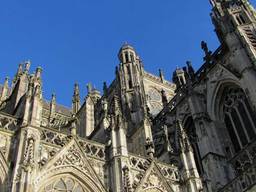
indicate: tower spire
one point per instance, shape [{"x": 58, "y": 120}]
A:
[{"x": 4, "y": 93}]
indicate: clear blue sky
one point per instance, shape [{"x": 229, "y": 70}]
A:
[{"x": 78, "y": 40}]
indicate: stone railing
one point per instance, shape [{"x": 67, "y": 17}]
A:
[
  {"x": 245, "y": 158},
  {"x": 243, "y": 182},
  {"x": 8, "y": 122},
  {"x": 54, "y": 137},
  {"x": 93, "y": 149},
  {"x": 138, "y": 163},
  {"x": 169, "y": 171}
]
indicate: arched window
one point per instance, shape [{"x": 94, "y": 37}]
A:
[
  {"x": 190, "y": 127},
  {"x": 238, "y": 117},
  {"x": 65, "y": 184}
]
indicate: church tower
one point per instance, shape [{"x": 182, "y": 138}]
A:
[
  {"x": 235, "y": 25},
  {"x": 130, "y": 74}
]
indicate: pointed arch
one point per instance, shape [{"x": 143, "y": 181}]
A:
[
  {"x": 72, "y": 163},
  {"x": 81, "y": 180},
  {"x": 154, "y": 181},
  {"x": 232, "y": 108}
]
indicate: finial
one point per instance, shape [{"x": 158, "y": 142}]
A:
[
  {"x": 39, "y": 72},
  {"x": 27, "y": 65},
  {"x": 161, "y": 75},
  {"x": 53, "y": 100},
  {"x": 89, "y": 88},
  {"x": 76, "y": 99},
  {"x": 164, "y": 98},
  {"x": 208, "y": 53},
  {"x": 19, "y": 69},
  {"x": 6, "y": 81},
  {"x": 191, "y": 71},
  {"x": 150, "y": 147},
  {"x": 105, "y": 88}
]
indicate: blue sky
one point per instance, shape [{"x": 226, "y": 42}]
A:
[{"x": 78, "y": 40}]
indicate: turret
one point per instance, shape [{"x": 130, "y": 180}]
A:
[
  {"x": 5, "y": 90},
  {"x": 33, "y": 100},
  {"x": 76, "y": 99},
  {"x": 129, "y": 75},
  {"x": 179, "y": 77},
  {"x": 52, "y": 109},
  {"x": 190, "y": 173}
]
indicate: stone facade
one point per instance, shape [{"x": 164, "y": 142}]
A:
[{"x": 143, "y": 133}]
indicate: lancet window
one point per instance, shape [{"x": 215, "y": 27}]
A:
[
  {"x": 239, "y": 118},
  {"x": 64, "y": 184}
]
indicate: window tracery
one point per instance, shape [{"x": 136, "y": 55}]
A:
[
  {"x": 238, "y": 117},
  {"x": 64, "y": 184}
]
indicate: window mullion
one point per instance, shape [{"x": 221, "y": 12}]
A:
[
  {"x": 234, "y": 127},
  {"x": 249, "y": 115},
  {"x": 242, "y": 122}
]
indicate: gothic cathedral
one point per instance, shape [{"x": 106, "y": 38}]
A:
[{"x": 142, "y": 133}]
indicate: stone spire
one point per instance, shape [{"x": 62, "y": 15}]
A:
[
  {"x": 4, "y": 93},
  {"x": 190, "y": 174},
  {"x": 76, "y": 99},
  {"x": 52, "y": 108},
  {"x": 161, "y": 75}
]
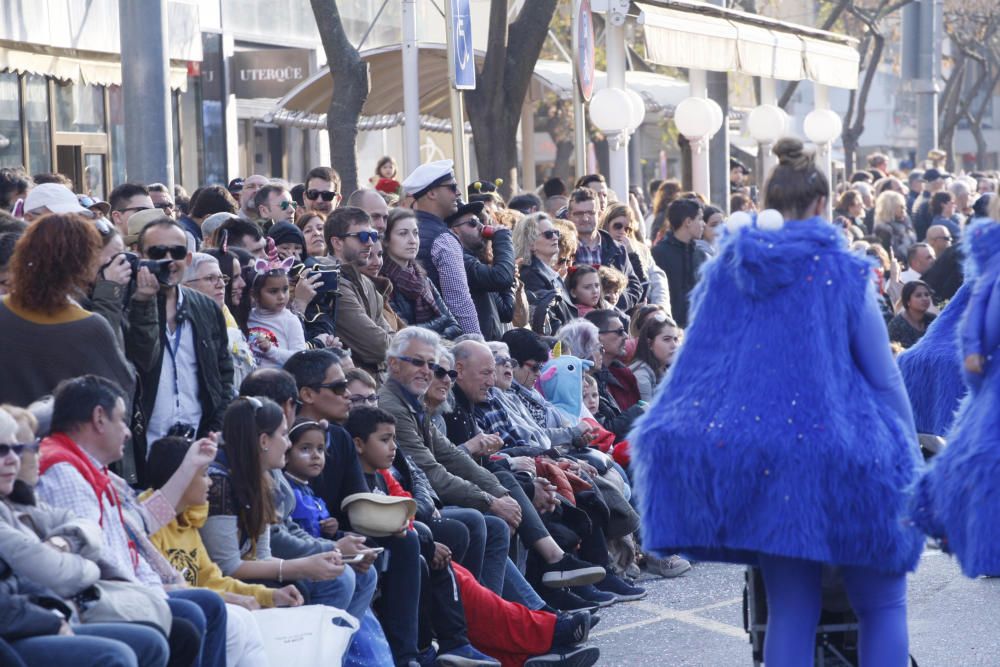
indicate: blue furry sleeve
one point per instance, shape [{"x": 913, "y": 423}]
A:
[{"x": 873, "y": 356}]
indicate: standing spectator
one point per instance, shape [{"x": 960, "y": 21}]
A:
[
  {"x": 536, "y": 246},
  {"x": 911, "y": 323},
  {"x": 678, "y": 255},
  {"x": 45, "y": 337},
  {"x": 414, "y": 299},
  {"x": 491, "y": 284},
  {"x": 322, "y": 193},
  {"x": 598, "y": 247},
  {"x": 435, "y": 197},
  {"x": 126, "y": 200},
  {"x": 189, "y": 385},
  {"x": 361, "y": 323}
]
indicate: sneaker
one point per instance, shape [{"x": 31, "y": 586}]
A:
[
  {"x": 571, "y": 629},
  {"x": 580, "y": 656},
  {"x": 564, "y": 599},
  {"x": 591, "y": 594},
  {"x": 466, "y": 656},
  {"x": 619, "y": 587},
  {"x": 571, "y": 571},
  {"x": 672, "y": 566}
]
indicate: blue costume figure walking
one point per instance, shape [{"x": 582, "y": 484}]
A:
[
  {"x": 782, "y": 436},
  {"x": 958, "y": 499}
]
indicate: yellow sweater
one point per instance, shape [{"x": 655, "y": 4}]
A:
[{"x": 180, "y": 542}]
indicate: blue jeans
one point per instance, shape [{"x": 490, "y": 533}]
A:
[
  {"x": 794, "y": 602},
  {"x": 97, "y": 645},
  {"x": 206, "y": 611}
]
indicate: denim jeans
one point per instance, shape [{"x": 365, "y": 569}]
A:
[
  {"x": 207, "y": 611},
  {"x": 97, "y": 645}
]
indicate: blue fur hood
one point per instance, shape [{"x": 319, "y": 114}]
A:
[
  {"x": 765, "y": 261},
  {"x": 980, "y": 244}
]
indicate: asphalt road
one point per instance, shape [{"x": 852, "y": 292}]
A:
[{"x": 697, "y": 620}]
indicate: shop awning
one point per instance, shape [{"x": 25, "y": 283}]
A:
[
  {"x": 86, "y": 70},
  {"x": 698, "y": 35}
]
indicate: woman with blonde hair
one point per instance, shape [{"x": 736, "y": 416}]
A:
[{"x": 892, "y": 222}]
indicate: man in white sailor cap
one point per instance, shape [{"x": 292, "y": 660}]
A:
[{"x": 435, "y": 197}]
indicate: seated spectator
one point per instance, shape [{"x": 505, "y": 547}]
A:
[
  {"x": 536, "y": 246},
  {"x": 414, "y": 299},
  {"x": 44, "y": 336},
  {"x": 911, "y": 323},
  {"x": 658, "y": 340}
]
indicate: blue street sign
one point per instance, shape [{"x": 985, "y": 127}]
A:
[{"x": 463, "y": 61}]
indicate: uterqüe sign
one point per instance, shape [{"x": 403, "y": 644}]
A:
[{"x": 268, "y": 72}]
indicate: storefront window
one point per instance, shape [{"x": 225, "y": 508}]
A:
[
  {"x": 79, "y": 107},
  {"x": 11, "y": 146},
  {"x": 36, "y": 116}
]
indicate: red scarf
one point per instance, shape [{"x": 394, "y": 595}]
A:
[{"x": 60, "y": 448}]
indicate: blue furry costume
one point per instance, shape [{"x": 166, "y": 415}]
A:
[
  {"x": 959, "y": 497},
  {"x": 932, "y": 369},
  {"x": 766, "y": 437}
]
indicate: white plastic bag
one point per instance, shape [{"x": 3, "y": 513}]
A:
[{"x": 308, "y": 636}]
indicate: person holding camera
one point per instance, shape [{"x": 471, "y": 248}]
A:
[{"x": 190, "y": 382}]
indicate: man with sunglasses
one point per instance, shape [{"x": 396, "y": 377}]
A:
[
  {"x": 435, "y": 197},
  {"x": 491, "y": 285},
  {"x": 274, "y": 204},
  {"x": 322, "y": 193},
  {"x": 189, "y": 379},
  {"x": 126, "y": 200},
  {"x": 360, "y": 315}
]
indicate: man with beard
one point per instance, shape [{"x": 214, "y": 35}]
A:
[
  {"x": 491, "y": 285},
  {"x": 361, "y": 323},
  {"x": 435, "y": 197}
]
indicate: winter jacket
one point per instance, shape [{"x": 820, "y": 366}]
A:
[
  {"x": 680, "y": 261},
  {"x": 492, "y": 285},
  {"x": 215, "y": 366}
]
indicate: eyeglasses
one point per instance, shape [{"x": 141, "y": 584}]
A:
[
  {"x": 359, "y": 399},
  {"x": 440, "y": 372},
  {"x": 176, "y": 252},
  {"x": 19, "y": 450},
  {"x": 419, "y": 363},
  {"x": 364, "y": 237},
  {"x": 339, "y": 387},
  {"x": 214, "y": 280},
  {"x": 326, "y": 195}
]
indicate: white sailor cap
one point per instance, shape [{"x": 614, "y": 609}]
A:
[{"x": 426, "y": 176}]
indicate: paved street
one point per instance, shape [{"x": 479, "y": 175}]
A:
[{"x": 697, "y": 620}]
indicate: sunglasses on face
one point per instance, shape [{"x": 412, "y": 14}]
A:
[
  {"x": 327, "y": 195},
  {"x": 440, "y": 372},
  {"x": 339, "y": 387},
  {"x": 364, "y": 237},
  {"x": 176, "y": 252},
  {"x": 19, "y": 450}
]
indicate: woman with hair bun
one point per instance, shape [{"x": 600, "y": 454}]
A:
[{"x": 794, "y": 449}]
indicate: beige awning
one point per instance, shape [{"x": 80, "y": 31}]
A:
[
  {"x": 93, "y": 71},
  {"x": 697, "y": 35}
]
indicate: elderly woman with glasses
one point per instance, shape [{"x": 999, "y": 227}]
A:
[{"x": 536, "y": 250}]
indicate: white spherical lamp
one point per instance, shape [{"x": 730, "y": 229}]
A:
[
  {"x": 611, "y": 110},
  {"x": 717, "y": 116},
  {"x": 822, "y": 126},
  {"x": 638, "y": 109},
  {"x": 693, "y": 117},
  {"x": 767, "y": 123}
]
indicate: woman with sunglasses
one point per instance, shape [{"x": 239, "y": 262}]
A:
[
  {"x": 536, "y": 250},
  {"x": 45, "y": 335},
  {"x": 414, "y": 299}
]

Objective:
All lines from the one containing "indicate: elderly woman with glasses" through the final line of the listing above are to be reproduced exactly; include both and add nothing.

Solution below:
indicate: elderly woman with glasses
one point per instance, shape [{"x": 999, "y": 227}]
A:
[{"x": 536, "y": 250}]
indicate: white spherical lamp
one point per instance, shape [{"x": 730, "y": 229}]
A:
[
  {"x": 611, "y": 110},
  {"x": 717, "y": 116},
  {"x": 822, "y": 126},
  {"x": 638, "y": 109},
  {"x": 693, "y": 117},
  {"x": 767, "y": 123}
]
indicate: woman with sunglasses
one point per instance, shape [{"x": 239, "y": 262}]
A:
[
  {"x": 536, "y": 250},
  {"x": 45, "y": 335},
  {"x": 414, "y": 299}
]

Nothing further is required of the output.